TASK DETAILS: Return the records, each one exactly as written.
- - - - - - -
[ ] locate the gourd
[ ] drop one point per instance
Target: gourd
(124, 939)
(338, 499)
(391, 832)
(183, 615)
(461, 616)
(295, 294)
- - - - - - -
TASK OUTPUT:
[ ] locate the gourd
[ ] drop one point per instance
Target: gourd
(124, 939)
(338, 499)
(391, 832)
(183, 615)
(461, 616)
(295, 294)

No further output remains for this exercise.